#### Source passage
■ ■ ■ ■ ■ ■ ■

France’s First Couple Splitting
This article is from the archive of The New York Sun before the launch of its new website in 2022. The Sun has neither altered nor updated such articles but will seek to correct any errors, mis-categorizations or other problems introduced during transfer.
PARIS — President Sarkozy of France and his elegant but enigmatic wife, Cecilia, have divorced after months of questions about their relationship, a first for France that struck a deep, personal blow to his young presidency.
Their lawyer, Michele Cahen, said today that the two were heard Monday by a judge who granted their divorce after nearly 11 years of marriage. She would not say when the divorce proceedings had begun.
In a 15-word statement, Mr. Sarkozy’s office said the two were separating by mutual consent and would not comment further. Mr. Sarkozy’s spokesman said separation meant divorce.
The announcement raised questions about how the couple could secure a divorce so quickly, which no one in the president’s office would answer.

■ ■ ■ ■ ■ ■ ■

#### Task instructions
1. Decide whether each statement agrees with the article on the Sarkozy divorce, and answer yes or no along with the exact words from the article that settle it. (a) The couple's lawyer said when the divorce proceedings began. (b) The statement from Mr. Sarkozy's office was 15 words long. (c) The couple had been married for more than 11 years.
2. Write the next part of the article on the Sarkozy divorce, picking up after its last sentence.

[Collection entries]
■ ■ ■ ■ ■ ■ ■

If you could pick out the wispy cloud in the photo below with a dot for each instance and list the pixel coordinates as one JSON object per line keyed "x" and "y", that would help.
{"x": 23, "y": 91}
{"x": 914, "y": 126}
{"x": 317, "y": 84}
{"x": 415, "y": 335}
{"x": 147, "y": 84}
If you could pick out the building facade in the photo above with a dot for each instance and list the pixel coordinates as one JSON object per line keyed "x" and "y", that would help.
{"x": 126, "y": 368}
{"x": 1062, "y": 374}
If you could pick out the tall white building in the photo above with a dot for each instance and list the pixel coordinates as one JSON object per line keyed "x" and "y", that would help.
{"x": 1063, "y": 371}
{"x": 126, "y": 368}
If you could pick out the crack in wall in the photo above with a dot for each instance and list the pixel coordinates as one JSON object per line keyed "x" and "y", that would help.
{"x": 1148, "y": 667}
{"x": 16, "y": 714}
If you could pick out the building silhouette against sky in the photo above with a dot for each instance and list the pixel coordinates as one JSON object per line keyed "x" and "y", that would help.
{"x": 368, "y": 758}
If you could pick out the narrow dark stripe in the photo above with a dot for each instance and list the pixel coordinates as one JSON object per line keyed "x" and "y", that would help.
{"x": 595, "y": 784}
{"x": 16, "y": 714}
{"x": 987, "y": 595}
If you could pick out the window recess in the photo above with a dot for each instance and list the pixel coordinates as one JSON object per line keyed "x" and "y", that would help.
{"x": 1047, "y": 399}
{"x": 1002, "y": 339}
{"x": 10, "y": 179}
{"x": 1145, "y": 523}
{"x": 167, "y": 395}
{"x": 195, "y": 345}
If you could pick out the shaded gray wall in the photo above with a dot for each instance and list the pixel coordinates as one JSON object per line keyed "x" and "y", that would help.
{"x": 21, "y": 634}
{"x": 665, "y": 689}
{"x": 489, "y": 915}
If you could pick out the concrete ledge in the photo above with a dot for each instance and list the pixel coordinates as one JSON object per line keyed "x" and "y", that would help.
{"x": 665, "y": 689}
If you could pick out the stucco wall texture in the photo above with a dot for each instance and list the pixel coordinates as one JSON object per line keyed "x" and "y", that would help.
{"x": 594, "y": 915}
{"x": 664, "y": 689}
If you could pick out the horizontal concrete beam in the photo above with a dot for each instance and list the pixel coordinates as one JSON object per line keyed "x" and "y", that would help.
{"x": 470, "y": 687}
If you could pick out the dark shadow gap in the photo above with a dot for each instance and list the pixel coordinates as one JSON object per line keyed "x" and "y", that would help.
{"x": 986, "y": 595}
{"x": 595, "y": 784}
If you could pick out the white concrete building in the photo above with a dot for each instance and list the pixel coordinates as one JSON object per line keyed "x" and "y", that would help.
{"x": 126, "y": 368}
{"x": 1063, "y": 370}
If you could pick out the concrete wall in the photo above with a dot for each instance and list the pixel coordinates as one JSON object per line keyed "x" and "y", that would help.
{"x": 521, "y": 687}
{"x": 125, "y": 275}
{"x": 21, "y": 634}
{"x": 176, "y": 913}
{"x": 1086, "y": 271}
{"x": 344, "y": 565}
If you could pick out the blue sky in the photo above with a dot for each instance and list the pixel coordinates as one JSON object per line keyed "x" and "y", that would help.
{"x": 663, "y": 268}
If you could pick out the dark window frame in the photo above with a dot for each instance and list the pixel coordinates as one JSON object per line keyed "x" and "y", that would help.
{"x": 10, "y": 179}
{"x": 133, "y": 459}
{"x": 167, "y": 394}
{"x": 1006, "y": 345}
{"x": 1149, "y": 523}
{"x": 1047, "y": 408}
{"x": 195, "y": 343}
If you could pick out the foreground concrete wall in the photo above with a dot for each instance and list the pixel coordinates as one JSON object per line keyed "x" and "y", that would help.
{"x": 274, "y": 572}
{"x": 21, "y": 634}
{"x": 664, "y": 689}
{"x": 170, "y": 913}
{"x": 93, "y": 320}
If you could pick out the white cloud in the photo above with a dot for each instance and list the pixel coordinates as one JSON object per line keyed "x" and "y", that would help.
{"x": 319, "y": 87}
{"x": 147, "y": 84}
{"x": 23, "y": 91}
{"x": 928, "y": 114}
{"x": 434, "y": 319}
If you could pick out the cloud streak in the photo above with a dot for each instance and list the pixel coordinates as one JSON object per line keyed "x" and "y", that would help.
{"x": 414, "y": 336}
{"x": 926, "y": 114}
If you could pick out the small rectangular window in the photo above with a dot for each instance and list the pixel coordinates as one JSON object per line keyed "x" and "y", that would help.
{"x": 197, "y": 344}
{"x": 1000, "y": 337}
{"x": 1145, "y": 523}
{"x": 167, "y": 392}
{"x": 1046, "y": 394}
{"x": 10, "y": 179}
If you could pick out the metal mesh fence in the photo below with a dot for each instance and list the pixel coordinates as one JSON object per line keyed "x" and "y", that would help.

■ ■ ■ ■ ■ ■ ■

#### Solved tasks
1.
(a) No: "She would not say when the divorce proceedings had begun."
(b) Yes: "In a 15-word statement"
(c) No: "after nearly 11 years of marriage"

2.
Although previous leaders in France have had extramarital affairs, the Sarkozys are the first French presidential couple to divorce while in power.
Their split came as Mr. Sarkozy faced his first major political challenge: nationwide transportation strikes that caused bus, train, and subway service to ground to a halt across France.
Mr. Sarkozy has not given any hint that his marital troubles will dent his determination to push ahead with his ambitious program of economic, political, and social reforms for France. In the past week, as speculation about his marriage reached new heights, he continued to present an image of business as normal. He was to be in Portugal today for a European Union summit.
Nicolas and Cecilia Sarkozy split for a few months in 2005, and she had seemed ill at ease as first lady since her husband’s election in May. She did not cast a ballot in the runoff, and has rarely appeared with her husband in public recently.
Her one political venture came back to sting her: She raised her profile dramatically during a July mission to seek the release of five Bulgarian medical workers and a Palestinian Arab doctor jailed in Libya. The stunned French media questioned her diplomatic credentials, and parliament is investigating arms deals signed soon after the release.
“She was shaken, murdered, wounded by the controversy,” a friend of the couple, Isabelle Balkany, told France Inter radio.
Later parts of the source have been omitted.